_Goal_:
Return verbatim the lines of the items below, from the line containing "of the dark" through the last line of the items, both ends included.

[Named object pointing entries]

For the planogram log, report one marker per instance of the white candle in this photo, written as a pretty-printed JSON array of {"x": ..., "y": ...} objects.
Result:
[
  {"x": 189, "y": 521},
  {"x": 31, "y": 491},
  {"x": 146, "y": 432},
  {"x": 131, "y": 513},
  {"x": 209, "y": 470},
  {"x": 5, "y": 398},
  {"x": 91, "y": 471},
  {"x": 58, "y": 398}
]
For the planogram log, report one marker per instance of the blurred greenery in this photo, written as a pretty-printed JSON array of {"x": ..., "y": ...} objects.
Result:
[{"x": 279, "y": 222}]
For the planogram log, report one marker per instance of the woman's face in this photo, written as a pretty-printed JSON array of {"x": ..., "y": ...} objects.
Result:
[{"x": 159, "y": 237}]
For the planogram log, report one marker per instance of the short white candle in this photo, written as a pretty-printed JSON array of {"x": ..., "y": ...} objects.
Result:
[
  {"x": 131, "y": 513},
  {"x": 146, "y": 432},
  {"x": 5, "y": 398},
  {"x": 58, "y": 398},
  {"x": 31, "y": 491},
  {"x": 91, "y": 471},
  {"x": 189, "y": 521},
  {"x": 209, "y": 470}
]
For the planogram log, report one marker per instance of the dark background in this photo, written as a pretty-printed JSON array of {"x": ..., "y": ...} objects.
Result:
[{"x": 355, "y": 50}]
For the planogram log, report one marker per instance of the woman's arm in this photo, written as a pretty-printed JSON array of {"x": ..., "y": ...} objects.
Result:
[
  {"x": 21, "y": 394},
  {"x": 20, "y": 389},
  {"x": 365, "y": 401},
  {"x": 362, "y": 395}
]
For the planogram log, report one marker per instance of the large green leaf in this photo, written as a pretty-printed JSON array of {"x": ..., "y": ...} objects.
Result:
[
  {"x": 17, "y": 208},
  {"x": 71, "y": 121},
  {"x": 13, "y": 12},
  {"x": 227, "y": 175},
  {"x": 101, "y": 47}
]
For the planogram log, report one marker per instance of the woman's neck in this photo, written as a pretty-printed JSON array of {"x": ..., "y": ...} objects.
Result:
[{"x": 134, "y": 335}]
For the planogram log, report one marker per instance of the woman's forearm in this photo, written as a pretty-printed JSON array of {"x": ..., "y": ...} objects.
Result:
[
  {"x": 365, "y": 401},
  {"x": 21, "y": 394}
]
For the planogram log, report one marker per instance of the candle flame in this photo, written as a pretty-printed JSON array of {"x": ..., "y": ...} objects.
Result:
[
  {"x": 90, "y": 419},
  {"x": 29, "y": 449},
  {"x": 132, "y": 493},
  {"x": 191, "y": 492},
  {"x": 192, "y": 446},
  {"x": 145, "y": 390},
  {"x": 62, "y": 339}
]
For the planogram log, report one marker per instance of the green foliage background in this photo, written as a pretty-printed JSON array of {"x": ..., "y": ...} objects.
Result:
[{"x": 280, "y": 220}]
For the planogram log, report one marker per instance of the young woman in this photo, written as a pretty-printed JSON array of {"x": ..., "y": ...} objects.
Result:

_Solution for this exercise_:
For the planogram log, report one marker per instance of the dark background in this photo, written as a pretty-printed JSON array of {"x": ..., "y": ...} objects.
Result:
[{"x": 355, "y": 50}]
For the planogram log, report one marker per instance of the woman's arm in this photo, written as a pretty-printed JSON array of {"x": ..., "y": ...} objects.
Result:
[
  {"x": 21, "y": 394},
  {"x": 20, "y": 389},
  {"x": 365, "y": 401},
  {"x": 362, "y": 395}
]
For the planogram log, report one marker per instance of the large green leaf in this photo, written as a pretty-printed JSON array of {"x": ..., "y": ...} objects.
Result:
[
  {"x": 17, "y": 208},
  {"x": 71, "y": 121},
  {"x": 13, "y": 12},
  {"x": 227, "y": 175},
  {"x": 101, "y": 47}
]
For the planogram log, report one marker per instance of the woman's neck in this photo, written as a pretty-printed JSON array of {"x": ..., "y": ...} objects.
Result:
[{"x": 134, "y": 335}]
For the planogram log, report one marker per instance of the woman's forearm in this photo, written as a pretty-printed JSON array of {"x": ..., "y": ...} objects.
Result:
[
  {"x": 365, "y": 401},
  {"x": 21, "y": 394}
]
For the planogram log, report one marker per instance of the candle flame in this photo, written as a pretty-printed JSON array of {"x": ..., "y": ...} objects.
Result:
[
  {"x": 90, "y": 419},
  {"x": 29, "y": 449},
  {"x": 132, "y": 493},
  {"x": 191, "y": 492},
  {"x": 192, "y": 446},
  {"x": 145, "y": 390},
  {"x": 62, "y": 339}
]
For the planogram log, report one marker per instance of the green foliage background in this photo, written as a pretty-printed JSON array of {"x": ..., "y": ...} objects.
Result:
[{"x": 280, "y": 220}]
For the planogram log, report one marker per instance of the young woman in this photo, written as a pretty-printed JSON array of {"x": ..., "y": ...} objects.
Result:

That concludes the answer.